» **Exercise details**
"Target: large water droplet" appears in one line; retype that line and all lines following it through the end of the records, with nothing left out or added.
********************
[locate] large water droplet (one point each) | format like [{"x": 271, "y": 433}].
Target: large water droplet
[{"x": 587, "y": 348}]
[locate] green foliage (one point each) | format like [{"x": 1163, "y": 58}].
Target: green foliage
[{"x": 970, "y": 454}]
********************
» **Response box**
Target: large water droplet
[{"x": 587, "y": 348}]
[locate] green foliage (one point each) | format like [{"x": 1163, "y": 58}].
Target: green foliage
[{"x": 970, "y": 454}]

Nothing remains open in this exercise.